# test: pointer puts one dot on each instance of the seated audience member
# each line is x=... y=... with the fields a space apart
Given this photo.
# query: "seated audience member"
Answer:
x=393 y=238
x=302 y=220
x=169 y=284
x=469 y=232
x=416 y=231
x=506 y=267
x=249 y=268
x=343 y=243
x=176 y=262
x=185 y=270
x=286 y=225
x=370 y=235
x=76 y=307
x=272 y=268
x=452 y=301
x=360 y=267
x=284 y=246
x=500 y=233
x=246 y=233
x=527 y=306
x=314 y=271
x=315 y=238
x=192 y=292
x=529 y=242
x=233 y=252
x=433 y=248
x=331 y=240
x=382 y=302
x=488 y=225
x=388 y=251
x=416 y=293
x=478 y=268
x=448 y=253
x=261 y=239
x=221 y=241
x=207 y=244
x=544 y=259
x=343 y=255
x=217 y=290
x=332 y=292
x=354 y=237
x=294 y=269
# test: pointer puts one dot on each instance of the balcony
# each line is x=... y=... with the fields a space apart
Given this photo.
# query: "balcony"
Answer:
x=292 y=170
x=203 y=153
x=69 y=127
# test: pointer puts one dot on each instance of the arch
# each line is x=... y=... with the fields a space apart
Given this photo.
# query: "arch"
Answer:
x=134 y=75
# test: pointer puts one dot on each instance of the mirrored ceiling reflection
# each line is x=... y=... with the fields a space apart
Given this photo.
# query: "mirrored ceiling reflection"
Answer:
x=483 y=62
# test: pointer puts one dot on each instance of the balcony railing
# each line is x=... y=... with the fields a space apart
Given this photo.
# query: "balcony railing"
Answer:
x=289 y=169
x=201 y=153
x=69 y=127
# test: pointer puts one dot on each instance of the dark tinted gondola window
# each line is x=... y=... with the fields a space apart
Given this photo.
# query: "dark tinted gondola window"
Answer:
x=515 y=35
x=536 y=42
═══
#### EXERCISE DESCRIPTION:
Copy all of the rows above, character for character, with nothing changed.

#### FINISHED TASK:
# test: pointer puts one dot on each instance of the seated audience member
# each line is x=... y=... with the fields a space apart
Given this photo.
# query: "seated audience member"
Answer:
x=393 y=238
x=302 y=220
x=169 y=284
x=469 y=232
x=416 y=231
x=506 y=267
x=249 y=268
x=343 y=243
x=176 y=262
x=185 y=270
x=286 y=225
x=370 y=235
x=76 y=307
x=272 y=268
x=452 y=301
x=360 y=267
x=284 y=246
x=500 y=233
x=246 y=233
x=527 y=306
x=314 y=271
x=315 y=238
x=192 y=292
x=529 y=242
x=233 y=252
x=433 y=248
x=331 y=240
x=382 y=302
x=488 y=225
x=388 y=251
x=416 y=293
x=478 y=268
x=448 y=253
x=261 y=239
x=221 y=241
x=207 y=244
x=544 y=259
x=343 y=255
x=217 y=290
x=332 y=292
x=354 y=237
x=294 y=269
# test: pointer puts one dot on each instance of the balcony
# each line is x=... y=... with the fields a space apart
Given this photo.
# query: "balcony"
Answer:
x=292 y=170
x=203 y=153
x=69 y=127
# test: pointer puts one dot on each instance of the arch
# each line is x=... y=... with the fields a space apart
Given this photo.
# query: "arch"
Answer:
x=134 y=75
# test: pointer puts one dot on each instance of the mirrored ceiling reflection
# each line is x=... y=... with the fields a space apart
Given this photo.
# query: "mirrored ceiling reflection"
Answer:
x=483 y=62
# test: pointer puts one dot on each instance of the balcony railing
# each line is x=... y=... with the fields a space apart
Given this photo.
# query: "balcony railing"
Answer:
x=289 y=169
x=201 y=153
x=69 y=127
# test: pointer puts one dot on each instance of the dark tinted gondola window
# each line is x=... y=... with the fields a space apart
Given this photo.
# query: "dark tinted gondola window"
Answer:
x=515 y=35
x=536 y=42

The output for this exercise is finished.